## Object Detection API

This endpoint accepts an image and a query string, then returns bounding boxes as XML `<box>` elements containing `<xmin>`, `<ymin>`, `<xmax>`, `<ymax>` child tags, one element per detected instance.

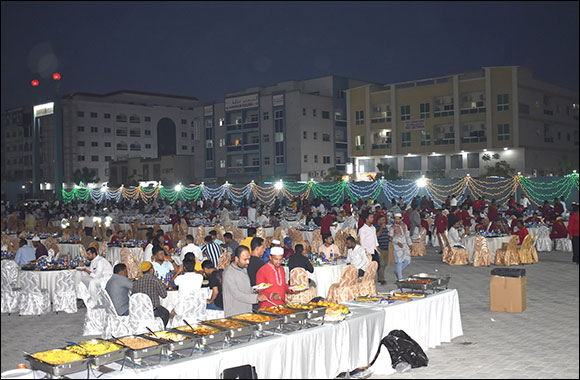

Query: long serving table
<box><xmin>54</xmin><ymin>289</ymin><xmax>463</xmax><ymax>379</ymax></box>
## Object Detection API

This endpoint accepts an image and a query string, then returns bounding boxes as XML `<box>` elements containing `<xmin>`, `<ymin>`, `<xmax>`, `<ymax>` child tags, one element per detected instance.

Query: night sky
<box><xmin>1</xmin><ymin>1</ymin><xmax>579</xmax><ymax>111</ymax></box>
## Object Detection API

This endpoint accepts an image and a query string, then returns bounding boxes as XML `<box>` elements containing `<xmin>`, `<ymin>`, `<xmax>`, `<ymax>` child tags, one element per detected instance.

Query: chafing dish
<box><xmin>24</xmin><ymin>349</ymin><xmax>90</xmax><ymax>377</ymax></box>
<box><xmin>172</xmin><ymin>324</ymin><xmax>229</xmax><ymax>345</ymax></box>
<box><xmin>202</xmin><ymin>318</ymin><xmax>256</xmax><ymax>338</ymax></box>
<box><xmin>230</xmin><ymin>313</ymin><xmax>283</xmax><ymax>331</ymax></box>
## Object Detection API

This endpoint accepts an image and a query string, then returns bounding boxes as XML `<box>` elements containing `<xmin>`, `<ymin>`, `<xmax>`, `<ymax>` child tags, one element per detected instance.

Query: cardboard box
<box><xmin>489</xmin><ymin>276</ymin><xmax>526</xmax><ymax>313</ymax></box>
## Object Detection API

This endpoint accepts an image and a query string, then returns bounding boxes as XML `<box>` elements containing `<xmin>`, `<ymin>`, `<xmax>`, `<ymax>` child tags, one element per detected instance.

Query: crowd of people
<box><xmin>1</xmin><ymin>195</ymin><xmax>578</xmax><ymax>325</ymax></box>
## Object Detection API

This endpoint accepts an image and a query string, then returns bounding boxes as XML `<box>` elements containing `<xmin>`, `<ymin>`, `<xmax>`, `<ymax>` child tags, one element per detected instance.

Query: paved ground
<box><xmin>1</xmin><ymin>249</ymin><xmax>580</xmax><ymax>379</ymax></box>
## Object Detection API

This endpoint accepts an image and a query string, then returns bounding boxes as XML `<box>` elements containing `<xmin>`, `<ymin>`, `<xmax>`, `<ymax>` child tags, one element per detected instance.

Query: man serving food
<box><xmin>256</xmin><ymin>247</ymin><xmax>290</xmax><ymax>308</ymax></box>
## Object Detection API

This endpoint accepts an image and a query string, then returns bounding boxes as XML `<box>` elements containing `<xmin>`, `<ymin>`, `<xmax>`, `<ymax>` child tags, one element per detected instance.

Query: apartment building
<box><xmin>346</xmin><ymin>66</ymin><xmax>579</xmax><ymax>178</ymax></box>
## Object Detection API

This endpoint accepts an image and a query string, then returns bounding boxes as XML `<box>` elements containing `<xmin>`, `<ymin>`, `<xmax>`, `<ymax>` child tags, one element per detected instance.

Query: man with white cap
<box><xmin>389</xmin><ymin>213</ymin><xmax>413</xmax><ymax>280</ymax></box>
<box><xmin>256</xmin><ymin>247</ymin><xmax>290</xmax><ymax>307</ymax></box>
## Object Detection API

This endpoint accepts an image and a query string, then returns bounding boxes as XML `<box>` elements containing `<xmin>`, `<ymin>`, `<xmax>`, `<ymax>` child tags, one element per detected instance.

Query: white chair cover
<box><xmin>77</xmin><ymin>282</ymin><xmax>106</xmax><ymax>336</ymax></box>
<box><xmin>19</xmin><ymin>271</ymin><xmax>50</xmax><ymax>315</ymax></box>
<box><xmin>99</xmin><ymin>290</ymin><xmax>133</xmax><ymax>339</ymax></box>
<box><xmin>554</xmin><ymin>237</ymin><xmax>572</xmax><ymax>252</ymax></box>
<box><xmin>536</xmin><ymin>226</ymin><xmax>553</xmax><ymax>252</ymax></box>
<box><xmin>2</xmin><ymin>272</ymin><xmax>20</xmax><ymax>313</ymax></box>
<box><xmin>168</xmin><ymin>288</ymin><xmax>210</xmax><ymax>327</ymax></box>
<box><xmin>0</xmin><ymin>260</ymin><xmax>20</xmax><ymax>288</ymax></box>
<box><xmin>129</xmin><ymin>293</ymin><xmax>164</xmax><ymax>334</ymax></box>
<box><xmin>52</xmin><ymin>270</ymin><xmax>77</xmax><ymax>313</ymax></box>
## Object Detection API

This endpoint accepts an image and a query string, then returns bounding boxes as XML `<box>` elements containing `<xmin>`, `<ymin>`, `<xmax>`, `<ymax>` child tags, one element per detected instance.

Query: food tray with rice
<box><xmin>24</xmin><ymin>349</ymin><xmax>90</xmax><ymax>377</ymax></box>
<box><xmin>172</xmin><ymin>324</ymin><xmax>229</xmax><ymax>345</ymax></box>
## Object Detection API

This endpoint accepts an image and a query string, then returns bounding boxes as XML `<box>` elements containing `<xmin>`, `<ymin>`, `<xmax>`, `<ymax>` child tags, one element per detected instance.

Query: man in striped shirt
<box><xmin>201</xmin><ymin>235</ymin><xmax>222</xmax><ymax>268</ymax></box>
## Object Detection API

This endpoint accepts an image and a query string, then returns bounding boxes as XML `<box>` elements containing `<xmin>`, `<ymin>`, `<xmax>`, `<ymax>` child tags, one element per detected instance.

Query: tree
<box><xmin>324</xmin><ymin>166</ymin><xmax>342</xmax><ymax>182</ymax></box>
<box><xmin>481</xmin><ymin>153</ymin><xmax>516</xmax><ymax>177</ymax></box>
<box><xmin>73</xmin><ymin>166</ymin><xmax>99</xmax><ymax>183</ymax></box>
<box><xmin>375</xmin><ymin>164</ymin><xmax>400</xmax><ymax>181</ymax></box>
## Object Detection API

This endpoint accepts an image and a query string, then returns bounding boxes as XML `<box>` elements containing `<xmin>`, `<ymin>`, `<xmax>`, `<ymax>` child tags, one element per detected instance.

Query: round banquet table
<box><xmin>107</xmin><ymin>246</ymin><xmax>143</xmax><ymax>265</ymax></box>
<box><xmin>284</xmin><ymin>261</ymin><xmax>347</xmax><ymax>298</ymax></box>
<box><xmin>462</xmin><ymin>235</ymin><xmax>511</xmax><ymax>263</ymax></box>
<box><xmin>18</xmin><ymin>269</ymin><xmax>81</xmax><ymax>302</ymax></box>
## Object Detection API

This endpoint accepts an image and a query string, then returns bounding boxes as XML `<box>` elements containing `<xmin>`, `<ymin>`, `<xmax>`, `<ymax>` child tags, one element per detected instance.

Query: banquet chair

• _What to do_: Pick out each line in the lines above that contains the word "banquet", and copy those lines. Treat case as significant.

• _Output for this exercise_:
Query: round banquet table
Query: banquet chair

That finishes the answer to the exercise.